[Begin Raw records]

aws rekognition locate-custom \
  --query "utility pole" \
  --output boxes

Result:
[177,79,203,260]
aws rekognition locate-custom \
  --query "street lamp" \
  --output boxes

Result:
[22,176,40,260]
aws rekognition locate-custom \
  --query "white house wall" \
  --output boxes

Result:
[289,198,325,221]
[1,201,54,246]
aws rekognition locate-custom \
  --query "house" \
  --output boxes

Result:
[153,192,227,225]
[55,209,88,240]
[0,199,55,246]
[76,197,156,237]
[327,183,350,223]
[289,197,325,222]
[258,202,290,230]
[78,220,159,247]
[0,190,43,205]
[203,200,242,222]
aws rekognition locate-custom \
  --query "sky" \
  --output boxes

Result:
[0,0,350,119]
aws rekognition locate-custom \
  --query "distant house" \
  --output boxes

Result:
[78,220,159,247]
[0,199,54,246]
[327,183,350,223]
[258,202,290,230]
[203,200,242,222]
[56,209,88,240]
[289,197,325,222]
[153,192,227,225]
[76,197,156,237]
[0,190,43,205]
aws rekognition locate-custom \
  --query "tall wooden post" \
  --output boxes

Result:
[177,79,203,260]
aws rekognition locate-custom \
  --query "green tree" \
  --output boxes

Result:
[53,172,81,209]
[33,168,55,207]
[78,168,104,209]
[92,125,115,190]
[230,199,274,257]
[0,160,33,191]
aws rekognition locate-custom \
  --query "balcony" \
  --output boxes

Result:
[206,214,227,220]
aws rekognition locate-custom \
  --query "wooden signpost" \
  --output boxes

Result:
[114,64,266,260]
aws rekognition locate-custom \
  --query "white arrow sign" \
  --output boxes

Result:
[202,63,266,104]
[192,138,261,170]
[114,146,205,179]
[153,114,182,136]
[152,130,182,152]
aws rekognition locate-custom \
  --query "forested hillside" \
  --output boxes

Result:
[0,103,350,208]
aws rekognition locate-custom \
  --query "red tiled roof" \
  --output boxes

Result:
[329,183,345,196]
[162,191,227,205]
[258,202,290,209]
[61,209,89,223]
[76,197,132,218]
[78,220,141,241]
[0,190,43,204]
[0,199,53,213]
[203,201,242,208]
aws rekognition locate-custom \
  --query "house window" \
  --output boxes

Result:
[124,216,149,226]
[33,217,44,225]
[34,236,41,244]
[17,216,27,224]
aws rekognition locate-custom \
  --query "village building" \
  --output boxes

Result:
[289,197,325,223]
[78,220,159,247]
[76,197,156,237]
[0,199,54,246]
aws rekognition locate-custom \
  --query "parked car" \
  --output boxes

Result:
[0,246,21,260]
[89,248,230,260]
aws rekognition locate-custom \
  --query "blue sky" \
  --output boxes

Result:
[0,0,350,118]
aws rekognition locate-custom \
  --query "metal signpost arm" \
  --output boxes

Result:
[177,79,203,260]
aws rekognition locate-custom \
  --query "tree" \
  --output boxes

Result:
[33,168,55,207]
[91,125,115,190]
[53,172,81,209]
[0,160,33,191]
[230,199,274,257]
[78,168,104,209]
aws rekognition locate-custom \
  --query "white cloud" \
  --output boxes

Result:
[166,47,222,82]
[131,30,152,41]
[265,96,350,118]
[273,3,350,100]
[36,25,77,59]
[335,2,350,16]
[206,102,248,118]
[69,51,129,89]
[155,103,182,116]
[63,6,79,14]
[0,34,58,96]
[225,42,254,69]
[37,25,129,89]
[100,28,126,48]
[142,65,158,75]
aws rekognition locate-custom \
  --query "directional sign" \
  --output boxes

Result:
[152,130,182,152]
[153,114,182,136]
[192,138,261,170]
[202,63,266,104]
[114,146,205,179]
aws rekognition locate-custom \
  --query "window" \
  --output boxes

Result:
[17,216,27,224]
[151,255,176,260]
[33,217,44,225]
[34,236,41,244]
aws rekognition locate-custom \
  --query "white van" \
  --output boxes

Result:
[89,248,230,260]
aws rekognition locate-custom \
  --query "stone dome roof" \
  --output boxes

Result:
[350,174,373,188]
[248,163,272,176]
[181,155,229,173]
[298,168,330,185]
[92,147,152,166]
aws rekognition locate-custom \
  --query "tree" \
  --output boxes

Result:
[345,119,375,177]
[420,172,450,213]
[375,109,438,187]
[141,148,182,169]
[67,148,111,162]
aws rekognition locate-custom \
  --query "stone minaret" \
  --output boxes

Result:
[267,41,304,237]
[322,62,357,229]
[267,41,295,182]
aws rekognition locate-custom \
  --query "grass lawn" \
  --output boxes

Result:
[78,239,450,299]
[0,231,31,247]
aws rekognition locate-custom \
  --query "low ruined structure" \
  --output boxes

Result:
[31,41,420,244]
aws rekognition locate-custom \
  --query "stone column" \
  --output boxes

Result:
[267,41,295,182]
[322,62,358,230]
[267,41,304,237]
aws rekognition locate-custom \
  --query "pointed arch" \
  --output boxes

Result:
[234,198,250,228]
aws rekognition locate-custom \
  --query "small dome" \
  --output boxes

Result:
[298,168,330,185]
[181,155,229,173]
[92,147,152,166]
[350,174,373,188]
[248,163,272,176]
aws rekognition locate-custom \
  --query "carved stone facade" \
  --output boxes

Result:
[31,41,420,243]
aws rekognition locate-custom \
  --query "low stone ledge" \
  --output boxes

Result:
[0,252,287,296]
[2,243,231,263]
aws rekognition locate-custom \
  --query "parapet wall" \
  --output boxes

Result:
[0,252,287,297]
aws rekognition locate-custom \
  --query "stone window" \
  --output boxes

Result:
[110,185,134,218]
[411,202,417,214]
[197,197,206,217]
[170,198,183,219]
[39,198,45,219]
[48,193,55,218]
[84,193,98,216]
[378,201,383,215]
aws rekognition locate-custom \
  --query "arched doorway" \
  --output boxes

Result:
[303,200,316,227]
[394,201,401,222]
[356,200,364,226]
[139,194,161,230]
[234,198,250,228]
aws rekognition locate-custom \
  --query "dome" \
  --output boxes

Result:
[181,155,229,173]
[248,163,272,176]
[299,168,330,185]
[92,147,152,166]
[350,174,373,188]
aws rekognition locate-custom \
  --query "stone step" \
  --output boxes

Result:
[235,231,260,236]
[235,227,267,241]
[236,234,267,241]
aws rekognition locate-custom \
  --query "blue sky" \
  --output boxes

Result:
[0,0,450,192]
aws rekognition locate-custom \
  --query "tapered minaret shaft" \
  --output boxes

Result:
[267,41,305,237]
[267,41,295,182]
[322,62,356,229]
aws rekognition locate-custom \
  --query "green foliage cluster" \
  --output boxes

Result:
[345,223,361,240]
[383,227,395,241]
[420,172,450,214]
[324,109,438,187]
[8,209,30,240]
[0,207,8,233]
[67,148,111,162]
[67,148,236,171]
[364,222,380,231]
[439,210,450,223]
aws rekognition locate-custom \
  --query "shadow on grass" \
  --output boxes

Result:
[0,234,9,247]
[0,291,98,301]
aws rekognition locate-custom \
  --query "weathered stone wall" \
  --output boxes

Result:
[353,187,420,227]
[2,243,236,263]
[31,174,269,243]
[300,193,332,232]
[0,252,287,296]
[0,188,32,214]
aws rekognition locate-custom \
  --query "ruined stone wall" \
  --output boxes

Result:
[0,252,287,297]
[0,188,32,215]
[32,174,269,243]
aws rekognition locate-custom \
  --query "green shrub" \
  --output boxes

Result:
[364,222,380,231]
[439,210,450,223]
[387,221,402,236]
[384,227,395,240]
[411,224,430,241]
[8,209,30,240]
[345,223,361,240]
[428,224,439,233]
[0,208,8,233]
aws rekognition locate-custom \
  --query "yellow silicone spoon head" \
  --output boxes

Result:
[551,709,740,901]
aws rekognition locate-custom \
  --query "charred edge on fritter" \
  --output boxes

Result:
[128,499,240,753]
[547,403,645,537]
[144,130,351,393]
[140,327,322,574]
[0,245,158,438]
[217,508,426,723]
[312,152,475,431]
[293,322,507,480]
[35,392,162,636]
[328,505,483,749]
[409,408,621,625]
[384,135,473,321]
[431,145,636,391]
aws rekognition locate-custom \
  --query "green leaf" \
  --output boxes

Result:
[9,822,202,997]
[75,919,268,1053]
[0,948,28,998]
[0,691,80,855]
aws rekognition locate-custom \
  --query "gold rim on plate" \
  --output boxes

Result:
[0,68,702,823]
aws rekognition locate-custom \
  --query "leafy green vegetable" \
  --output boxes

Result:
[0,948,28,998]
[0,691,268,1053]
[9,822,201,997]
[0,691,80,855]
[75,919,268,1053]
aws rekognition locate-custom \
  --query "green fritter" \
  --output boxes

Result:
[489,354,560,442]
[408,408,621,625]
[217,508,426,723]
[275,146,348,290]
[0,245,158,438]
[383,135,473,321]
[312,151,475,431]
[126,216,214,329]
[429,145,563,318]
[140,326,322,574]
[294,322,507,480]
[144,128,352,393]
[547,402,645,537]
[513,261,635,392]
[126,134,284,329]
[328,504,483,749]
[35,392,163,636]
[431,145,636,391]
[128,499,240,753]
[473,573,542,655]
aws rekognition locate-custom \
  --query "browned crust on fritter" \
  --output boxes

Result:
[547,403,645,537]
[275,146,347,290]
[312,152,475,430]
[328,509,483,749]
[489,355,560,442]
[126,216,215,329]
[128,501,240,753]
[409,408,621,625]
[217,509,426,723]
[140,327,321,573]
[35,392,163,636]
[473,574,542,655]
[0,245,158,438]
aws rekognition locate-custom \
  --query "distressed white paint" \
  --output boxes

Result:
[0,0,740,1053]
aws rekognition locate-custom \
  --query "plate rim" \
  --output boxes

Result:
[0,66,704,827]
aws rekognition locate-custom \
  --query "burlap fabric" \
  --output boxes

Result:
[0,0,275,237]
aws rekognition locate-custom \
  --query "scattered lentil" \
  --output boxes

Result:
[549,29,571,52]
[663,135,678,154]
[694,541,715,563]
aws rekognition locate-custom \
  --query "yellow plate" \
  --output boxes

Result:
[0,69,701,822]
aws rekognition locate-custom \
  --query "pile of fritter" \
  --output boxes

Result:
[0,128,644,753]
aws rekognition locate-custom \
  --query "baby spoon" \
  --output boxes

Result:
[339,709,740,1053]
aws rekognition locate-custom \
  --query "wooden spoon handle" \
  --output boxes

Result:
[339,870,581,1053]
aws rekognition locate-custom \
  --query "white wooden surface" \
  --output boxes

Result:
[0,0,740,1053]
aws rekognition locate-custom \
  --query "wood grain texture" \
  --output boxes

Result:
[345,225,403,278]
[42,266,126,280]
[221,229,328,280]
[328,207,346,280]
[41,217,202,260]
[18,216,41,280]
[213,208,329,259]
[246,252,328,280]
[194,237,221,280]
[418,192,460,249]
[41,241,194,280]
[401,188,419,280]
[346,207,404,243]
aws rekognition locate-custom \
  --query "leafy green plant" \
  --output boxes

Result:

[End Raw records]

▶ **Given request**
How many lines of the records above contain the word "wall"? Case counts, and the reply should be the number alone.

▶ **Final result**
4